_WHAT YOU WILL DO_
Skip the images. Copy the records exactly as written.

Stored dataset items
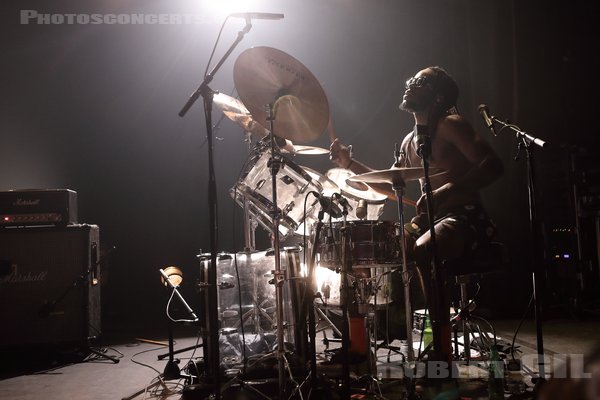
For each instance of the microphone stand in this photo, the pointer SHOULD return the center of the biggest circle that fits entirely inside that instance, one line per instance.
(440, 315)
(171, 370)
(525, 141)
(345, 294)
(211, 329)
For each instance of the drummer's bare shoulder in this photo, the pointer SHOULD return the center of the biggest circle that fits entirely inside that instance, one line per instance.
(457, 130)
(485, 165)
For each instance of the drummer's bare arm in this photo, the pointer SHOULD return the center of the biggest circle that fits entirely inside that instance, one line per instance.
(487, 167)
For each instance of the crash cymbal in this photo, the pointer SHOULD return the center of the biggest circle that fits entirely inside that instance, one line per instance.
(236, 111)
(327, 184)
(357, 190)
(264, 75)
(394, 175)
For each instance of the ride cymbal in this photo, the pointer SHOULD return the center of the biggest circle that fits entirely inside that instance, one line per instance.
(394, 175)
(264, 75)
(235, 110)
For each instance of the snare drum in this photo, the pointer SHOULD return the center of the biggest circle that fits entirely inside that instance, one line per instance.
(329, 187)
(356, 192)
(371, 286)
(292, 183)
(367, 243)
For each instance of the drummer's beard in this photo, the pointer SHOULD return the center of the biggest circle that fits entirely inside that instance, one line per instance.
(416, 104)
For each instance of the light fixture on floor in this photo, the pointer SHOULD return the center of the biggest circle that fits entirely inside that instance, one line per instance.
(173, 274)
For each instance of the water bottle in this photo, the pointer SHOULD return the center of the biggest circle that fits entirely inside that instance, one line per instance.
(427, 333)
(496, 376)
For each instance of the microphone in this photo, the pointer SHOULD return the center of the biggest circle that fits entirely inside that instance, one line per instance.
(328, 205)
(249, 16)
(487, 118)
(361, 209)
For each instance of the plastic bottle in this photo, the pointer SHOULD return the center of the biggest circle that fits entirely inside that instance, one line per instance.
(427, 333)
(496, 376)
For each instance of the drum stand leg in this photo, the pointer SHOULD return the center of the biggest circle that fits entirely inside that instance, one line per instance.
(324, 317)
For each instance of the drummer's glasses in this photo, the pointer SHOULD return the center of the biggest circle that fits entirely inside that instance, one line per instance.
(419, 82)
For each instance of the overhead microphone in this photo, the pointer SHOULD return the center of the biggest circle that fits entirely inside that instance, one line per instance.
(257, 15)
(487, 118)
(361, 209)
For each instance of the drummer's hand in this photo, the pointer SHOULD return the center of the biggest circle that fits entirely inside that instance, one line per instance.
(339, 154)
(440, 197)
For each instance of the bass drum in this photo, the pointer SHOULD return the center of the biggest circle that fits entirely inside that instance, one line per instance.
(247, 308)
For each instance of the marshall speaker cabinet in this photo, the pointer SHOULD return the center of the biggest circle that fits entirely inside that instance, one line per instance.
(49, 284)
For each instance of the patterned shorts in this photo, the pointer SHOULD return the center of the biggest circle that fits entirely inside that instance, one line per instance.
(478, 225)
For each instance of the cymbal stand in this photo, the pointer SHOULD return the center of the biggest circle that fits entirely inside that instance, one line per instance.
(309, 302)
(275, 163)
(399, 192)
(345, 292)
(211, 328)
(249, 221)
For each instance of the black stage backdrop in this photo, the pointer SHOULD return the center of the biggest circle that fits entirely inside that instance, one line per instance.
(93, 108)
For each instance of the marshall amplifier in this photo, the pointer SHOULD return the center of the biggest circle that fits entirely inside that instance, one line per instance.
(38, 207)
(49, 285)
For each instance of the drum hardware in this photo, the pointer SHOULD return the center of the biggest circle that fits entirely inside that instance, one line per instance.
(397, 177)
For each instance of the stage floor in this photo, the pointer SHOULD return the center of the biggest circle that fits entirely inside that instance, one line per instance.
(57, 374)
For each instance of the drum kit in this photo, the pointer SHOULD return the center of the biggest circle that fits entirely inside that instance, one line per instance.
(351, 255)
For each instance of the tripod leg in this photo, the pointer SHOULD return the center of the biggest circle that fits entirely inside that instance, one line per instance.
(103, 355)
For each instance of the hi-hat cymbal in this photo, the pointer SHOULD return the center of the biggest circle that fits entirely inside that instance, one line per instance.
(309, 150)
(394, 175)
(264, 75)
(329, 186)
(236, 111)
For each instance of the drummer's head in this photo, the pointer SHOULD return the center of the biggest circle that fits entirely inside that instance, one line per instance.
(431, 87)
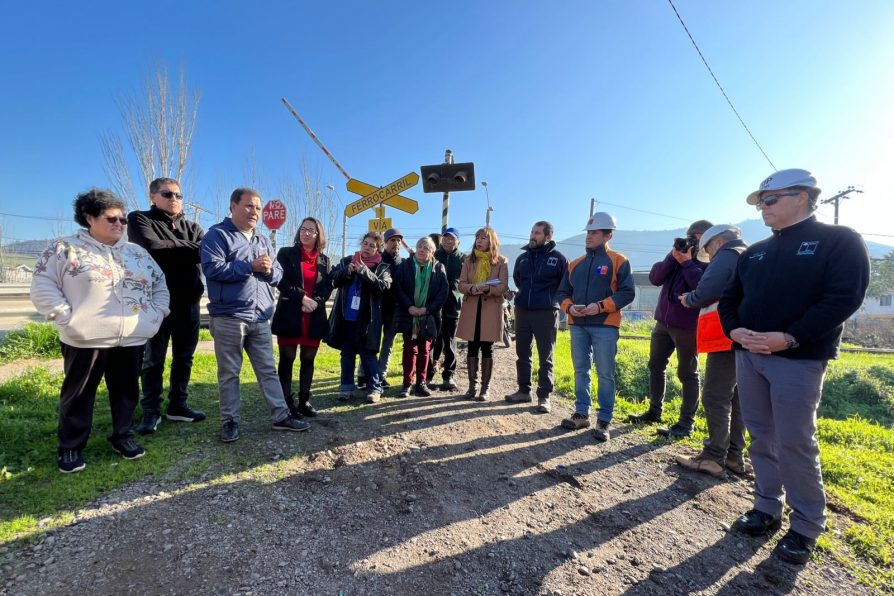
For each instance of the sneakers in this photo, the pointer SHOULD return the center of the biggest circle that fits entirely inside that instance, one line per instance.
(128, 449)
(576, 422)
(741, 468)
(149, 423)
(757, 523)
(703, 464)
(677, 431)
(291, 424)
(519, 397)
(70, 460)
(183, 413)
(795, 548)
(648, 417)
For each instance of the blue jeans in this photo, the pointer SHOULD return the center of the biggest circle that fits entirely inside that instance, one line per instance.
(599, 343)
(368, 361)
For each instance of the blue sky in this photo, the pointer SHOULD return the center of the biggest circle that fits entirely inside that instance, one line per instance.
(554, 102)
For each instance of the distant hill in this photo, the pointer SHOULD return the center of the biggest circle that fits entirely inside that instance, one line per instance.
(646, 247)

_THE OUTPUT_
For each instance of the microphone stand in this photo, the pointer SHOULD return the center of the biggest circle that fits entirely inside that instance, one line per instance.
(440, 315)
(171, 370)
(525, 141)
(345, 294)
(211, 329)
For each instance of the drummer's bare shoulder in this photo, the pointer SHOULD return the center of the biggest circle that fits entirely inside that instance, one line per instance.
(457, 130)
(485, 165)
For each instance of the drummer's bare arm in this photo, the pointer SHOULD return the center of the biggest circle that fits entirely inside that instance, one line per instance.
(487, 167)
For each instance of the crash cymbal in this photo, the pointer SHOULD return the center of the biggest circle that fits entirely inside that instance, one line per instance.
(236, 111)
(327, 184)
(357, 190)
(264, 75)
(394, 175)
For each instance of the ride cymbal in this photo, the pointer SHOULD return the center of the biggest circle that fits entirely inside that instance, one line per instance.
(394, 175)
(264, 75)
(235, 110)
For each instance of the snare drum in this photo, the pointer SHOULD return the center of the biggest circle that fits entirely inside that instance, one line per instance.
(329, 187)
(356, 192)
(371, 286)
(292, 183)
(367, 243)
For each instance of the drummer's beard in this photo, the pointer SHOULD return the center of the biggest circle that fits entirely inside that instance, one line per instance.
(416, 104)
For each instance of the light fixture on floor in this photo, the pointer SHOULD return the center of the biggest circle that fits entirely inside that instance, one line per instance.
(173, 274)
For each instance of the water bottle in this photo, the pointer SHOULD return the center of the biggest circle that fits entirely inside that instance, one line per instance.
(427, 333)
(496, 376)
For each instance of the microphone in this photo, the pointer SHOULD return the center of the biggest circle that fits entirely inside that instance, one line per instance.
(328, 205)
(249, 16)
(487, 118)
(361, 209)
For each instance of the plastic bottle in this photo, the pointer SHOULD return the center of the biggest circle that fits entirely inside that instance, one line per instance.
(427, 333)
(496, 376)
For each instance of the drum stand leg in this photo, the pointer SHOULD return the center of the biggest circle that fits entirely inside that instance, one line per instance.
(324, 317)
For each instance of the drummer's glasses in this photo, the pointer SHOULD return the center of the biggest circle that fits entirely inside that instance, one line per instance.
(419, 82)
For each instance of the overhead microphone in this photo, the pointer SHOULD return the center of the biggest circle that fits entirely inside that instance, one line per instance.
(257, 15)
(487, 118)
(361, 209)
For each instance of the drummer's hand in this photo, the pointer SHOULD return the center of the biggest circle that fits entirely inside that instance, one line per instance.
(339, 154)
(440, 197)
For each instance of the bass drum in this photo, the pointer SHOULD return the center of the biggest circle that fits entirely inside that instance, one line per instance.
(247, 308)
For each instance of the marshall speaker cabinet in this photo, the pointer SHOULD return the center of the biggest circle that fits entirely inside that instance, one line per instance.
(49, 284)
For each instance of the patterned shorts in this photo, the pointer SHOULD return the center of the biggest circle that fits entirely inside that instance, one line per instance.
(478, 225)
For each instance of the cymbal stand in this photo, the pointer SHOULD return the center of the biggest circle that fits entirely inside that instance, one line per instance.
(309, 302)
(275, 163)
(399, 192)
(345, 292)
(211, 328)
(249, 221)
For each instance of the black stage backdrop in this photo, the pointer SHOULD return the center of the biggest circle that fits entirely inside that instance, one line per instance.
(93, 108)
For each instance of the marshall amplifier in this photo, the pointer SHOULD return the center of the biggest circle that fits entirely inside that instance, one line per instance.
(38, 207)
(49, 285)
For each instance of the drum hardware in this photo, the pointer SHOULD return the center of the biggest circle that fits entirely inside that instance, one line per instance.
(397, 177)
For each instance of the stage floor in this photo, the pointer SHOULD return the center of the biggest circle that fits entirely inside that instance, one line per instance.
(57, 374)
For each instance of the drum kit in this photo, the pointer SHOULD return the center of the biggest circle that fits entirely inside that instance, one line per instance.
(351, 255)
For each instance of the tripod leg in this photo, the pointer SHOULD return the center of the biggest circle that fits entirely inside that instance, one line per instance.
(103, 355)
For each instance of the hi-hat cymbal in this photo, the pointer SHOULD return the center of the biggest circle that fits entirely inside that instance, one line per instance.
(309, 150)
(394, 175)
(264, 75)
(329, 186)
(236, 111)
For each instance of the drummer's head in this photo, the pointer SHOULD return the center of the biggest circle that fits entirely inside that instance, one line per instance.
(431, 87)
For each instance of the sneakers in this photo, the pointer SHOULD return the center of the biggest circle that fits entirely inside that instance, one line per instance.
(128, 449)
(576, 422)
(741, 468)
(149, 423)
(757, 523)
(703, 464)
(677, 431)
(291, 424)
(519, 397)
(70, 460)
(183, 413)
(795, 548)
(648, 417)
For each instance of the blue jeans in this photo, the pointer SHOULD return the center of the biggest circle that fits entirely inside that instance, one line per instance.
(599, 343)
(368, 361)
For each instance of the blue sky in this photo, the pointer SHOULD return the center of the biggest circle that fits entirely inside that instance, one line per instance.
(554, 102)
For each instance of the distant hill in this photo, the pointer SHOULD return the center of the biggest circle that fits entirely inside that instance, one line per instance.
(646, 247)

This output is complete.